SUPPLIED MATERIAL Block Start

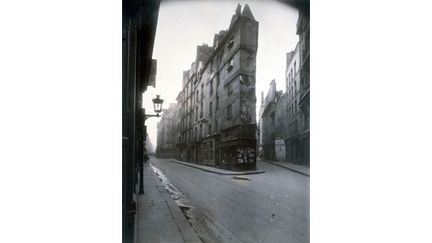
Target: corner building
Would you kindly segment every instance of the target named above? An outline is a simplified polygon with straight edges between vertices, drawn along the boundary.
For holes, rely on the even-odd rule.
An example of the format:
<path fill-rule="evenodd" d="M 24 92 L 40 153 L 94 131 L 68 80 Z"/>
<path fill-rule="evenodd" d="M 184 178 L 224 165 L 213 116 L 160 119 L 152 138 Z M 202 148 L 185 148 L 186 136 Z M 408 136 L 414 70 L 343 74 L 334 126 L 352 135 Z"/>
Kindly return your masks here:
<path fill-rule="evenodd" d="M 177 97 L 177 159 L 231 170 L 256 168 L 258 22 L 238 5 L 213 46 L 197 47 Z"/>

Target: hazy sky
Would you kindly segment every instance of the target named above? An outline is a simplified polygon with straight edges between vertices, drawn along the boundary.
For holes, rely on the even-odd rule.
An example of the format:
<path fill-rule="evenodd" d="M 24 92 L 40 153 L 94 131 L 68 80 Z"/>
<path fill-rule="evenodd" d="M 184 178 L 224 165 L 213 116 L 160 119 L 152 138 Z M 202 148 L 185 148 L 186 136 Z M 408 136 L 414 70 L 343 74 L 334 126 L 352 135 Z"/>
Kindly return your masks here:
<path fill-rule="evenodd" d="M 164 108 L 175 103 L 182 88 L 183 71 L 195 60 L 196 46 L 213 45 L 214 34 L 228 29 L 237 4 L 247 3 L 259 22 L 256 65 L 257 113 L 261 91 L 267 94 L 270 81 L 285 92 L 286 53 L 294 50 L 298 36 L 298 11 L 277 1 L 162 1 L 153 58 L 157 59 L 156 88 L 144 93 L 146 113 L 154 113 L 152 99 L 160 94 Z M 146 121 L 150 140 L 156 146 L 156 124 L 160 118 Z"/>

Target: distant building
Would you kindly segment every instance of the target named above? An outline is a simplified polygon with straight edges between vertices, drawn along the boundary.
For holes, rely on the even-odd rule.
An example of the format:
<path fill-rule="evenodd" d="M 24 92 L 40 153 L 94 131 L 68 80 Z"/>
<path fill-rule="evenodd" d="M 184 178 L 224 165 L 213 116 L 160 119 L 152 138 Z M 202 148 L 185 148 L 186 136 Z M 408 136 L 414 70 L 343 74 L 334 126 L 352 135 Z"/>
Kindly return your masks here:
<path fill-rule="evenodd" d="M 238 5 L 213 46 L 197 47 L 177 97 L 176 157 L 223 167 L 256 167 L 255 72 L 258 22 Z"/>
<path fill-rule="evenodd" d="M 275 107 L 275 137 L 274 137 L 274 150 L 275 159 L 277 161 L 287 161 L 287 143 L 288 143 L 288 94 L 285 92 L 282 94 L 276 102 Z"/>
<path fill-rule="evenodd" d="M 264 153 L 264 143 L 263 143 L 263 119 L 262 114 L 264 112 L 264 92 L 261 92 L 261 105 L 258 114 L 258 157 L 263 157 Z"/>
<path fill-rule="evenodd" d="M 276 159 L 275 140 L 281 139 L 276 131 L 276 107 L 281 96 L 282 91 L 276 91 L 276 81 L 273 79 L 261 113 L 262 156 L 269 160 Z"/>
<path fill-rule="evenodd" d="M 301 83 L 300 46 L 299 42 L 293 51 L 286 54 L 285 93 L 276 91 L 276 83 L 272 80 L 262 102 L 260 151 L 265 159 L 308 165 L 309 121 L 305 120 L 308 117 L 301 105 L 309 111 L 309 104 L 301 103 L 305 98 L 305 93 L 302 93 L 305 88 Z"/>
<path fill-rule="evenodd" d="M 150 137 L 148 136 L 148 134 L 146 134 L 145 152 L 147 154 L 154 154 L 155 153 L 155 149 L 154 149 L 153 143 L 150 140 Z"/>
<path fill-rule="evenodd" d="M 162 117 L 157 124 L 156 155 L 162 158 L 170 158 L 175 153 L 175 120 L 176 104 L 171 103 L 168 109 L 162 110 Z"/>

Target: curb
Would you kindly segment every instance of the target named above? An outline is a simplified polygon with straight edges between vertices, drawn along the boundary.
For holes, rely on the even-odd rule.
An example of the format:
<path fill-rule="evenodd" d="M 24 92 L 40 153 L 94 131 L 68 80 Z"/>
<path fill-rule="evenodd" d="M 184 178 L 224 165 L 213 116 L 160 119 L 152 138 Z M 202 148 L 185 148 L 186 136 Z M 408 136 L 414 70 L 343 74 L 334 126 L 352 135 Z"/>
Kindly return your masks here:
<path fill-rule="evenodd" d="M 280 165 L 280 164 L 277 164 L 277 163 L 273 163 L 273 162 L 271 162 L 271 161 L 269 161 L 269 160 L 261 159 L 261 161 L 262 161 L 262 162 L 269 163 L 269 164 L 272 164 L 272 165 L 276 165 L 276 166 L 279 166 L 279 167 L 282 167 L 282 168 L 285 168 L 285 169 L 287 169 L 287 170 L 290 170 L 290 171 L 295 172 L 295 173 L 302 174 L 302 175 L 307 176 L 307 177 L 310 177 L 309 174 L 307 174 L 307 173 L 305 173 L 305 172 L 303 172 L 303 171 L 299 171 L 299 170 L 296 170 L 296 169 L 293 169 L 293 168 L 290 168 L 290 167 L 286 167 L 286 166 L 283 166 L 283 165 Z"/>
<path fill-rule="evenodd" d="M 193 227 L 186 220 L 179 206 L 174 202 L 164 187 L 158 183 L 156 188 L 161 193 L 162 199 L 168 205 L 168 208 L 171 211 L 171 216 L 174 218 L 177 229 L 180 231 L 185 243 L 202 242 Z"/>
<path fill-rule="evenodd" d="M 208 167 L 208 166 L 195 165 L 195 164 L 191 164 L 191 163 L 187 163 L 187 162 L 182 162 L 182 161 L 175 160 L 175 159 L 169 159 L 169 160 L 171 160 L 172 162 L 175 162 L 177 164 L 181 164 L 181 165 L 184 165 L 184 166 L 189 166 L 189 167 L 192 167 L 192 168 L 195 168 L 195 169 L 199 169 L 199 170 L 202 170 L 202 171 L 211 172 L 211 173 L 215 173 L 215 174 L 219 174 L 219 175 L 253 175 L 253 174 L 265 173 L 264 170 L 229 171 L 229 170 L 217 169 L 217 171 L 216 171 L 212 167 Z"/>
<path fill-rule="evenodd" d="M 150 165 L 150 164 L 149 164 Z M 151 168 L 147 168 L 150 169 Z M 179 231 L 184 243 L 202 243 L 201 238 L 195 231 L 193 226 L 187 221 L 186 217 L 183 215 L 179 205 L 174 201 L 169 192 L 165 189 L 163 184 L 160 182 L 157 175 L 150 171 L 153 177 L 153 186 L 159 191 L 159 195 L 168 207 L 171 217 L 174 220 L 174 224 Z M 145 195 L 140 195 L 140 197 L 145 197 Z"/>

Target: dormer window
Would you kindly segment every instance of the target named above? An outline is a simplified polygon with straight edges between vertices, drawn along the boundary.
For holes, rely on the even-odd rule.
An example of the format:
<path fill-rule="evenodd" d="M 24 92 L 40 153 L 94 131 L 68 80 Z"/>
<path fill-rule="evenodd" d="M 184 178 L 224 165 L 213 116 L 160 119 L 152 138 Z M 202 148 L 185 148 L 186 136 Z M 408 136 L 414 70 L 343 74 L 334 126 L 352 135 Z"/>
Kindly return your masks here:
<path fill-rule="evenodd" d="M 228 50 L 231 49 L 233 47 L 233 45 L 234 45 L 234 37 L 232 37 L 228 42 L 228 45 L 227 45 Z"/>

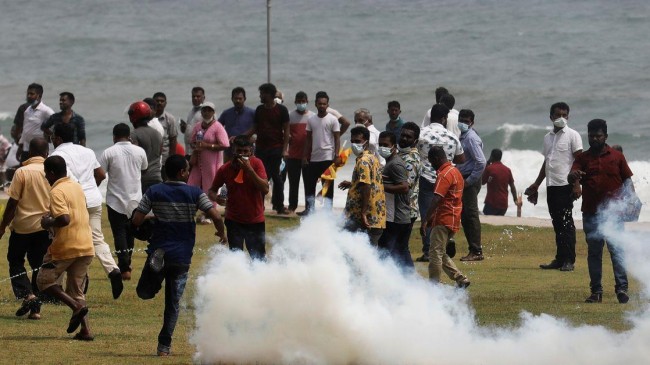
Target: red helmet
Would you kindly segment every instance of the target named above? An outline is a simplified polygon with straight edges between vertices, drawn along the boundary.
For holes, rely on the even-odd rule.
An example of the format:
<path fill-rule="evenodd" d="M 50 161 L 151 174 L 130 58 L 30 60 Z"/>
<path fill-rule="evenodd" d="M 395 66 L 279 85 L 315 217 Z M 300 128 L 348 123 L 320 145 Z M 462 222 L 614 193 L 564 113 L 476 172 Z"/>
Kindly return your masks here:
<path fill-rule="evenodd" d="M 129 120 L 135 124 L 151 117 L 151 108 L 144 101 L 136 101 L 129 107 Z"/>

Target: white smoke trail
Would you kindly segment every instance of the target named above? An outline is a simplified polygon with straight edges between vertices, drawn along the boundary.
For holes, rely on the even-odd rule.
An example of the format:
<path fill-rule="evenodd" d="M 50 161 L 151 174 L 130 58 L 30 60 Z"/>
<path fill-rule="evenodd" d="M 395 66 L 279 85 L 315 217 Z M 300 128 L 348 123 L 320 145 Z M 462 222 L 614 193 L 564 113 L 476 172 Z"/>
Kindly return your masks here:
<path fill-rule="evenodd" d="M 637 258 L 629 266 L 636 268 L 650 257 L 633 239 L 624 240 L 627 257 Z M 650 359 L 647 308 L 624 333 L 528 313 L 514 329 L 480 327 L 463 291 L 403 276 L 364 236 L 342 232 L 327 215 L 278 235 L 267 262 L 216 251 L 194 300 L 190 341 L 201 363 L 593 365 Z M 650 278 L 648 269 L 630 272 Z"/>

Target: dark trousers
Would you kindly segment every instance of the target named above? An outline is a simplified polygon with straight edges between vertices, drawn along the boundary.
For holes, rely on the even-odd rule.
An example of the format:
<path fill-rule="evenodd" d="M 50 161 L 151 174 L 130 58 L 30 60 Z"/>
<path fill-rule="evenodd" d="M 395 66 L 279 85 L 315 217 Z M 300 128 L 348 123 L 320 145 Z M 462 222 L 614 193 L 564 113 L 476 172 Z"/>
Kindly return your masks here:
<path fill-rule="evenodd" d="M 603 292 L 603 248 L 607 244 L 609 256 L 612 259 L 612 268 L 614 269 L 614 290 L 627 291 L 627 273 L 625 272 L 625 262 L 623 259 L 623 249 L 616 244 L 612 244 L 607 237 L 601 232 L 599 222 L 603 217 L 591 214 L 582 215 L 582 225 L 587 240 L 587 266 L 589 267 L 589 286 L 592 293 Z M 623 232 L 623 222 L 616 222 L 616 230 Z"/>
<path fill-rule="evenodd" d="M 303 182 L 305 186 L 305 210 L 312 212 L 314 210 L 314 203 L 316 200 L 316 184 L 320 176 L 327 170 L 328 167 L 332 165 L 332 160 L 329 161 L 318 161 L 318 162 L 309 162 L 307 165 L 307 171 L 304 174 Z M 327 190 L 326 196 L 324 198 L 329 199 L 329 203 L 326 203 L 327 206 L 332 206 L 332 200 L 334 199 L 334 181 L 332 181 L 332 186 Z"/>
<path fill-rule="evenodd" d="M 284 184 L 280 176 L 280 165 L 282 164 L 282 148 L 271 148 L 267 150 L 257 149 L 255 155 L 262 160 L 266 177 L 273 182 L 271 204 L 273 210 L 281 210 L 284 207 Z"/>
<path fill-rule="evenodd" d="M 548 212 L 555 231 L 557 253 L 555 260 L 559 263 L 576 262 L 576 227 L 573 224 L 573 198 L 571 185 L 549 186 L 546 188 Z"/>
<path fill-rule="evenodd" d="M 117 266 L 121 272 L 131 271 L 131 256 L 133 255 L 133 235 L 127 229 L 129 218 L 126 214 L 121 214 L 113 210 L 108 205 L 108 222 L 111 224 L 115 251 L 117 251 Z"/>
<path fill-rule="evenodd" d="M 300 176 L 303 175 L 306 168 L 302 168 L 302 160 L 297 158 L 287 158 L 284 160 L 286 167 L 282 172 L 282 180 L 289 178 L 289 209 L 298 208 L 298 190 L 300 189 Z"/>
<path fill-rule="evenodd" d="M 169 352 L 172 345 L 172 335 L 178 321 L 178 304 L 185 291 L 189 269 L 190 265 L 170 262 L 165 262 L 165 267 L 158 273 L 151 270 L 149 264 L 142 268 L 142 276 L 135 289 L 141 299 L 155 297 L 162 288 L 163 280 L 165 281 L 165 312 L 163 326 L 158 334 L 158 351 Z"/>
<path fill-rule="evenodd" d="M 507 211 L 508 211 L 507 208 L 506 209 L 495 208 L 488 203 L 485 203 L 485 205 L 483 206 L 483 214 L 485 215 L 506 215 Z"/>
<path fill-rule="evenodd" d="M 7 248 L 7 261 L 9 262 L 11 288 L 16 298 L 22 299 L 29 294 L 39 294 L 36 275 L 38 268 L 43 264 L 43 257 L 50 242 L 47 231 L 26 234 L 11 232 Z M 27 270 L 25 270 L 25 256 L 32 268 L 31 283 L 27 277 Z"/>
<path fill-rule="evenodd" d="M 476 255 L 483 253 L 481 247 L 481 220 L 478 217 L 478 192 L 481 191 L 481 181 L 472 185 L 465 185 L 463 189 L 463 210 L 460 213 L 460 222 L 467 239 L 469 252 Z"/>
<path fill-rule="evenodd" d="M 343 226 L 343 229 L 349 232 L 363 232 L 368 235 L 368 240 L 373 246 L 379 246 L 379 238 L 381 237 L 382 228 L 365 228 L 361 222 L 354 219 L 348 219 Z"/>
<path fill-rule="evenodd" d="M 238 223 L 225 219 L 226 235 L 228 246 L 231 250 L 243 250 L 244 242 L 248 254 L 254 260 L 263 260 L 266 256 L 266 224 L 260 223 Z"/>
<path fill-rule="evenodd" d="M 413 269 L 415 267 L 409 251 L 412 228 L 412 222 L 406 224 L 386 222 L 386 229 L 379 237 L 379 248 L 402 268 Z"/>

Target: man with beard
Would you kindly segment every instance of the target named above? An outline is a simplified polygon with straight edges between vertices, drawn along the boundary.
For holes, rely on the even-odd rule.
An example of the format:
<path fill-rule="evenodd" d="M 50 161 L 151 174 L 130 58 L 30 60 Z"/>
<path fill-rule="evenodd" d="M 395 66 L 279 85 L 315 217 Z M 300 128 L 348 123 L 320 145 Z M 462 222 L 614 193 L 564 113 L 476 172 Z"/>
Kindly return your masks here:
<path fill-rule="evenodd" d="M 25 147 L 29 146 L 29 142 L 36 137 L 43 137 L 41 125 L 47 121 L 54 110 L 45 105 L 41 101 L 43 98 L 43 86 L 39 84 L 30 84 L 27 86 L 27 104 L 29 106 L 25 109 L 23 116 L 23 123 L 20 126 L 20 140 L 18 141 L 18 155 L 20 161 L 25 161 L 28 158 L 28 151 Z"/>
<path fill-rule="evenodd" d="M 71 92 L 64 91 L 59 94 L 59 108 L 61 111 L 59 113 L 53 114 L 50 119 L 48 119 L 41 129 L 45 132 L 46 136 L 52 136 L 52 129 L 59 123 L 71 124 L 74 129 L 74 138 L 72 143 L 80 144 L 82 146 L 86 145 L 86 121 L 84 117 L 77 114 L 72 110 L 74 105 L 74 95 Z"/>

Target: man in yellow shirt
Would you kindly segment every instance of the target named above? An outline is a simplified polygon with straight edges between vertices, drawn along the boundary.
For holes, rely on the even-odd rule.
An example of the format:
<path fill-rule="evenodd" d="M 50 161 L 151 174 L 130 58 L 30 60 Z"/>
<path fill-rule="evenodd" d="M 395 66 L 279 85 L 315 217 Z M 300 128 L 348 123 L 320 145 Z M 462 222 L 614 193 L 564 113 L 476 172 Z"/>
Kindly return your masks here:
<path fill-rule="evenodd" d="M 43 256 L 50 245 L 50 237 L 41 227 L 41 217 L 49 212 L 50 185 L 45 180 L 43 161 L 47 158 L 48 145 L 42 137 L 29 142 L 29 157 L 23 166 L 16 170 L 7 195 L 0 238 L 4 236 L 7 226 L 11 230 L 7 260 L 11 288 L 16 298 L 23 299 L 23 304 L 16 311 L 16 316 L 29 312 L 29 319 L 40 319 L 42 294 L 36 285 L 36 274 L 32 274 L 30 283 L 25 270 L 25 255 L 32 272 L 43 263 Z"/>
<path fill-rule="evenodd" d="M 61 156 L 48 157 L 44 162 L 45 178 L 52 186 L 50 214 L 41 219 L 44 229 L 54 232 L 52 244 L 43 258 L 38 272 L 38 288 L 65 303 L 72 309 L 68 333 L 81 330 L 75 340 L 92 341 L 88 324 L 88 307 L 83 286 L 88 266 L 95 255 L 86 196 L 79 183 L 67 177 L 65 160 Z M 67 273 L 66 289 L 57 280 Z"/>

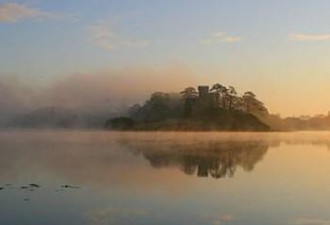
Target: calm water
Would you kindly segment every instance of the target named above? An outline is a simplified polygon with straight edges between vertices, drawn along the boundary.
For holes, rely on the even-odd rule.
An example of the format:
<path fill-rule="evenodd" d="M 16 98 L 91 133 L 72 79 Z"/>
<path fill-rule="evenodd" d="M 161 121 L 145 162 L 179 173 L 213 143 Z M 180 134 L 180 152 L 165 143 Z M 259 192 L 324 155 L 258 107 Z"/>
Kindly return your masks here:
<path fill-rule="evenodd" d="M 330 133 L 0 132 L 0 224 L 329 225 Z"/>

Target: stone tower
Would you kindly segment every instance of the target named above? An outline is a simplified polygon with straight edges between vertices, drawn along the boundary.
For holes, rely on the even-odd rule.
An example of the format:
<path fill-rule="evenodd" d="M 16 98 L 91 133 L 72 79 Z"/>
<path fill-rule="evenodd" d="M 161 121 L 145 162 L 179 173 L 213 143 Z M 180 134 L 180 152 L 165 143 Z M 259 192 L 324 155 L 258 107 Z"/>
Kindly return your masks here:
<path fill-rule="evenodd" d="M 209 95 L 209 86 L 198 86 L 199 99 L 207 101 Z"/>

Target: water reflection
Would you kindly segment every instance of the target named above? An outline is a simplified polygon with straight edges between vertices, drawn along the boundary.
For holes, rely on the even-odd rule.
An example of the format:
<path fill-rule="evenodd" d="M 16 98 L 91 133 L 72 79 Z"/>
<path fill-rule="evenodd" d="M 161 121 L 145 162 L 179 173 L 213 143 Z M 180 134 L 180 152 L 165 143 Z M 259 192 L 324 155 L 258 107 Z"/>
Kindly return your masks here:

SUPPLIED MATERIAL Block End

DIRECTIONS FOR THIS TASK:
Which lines of the data contain the word "water"? Copy each one.

RESPONSE:
Target: calm water
Target: water reflection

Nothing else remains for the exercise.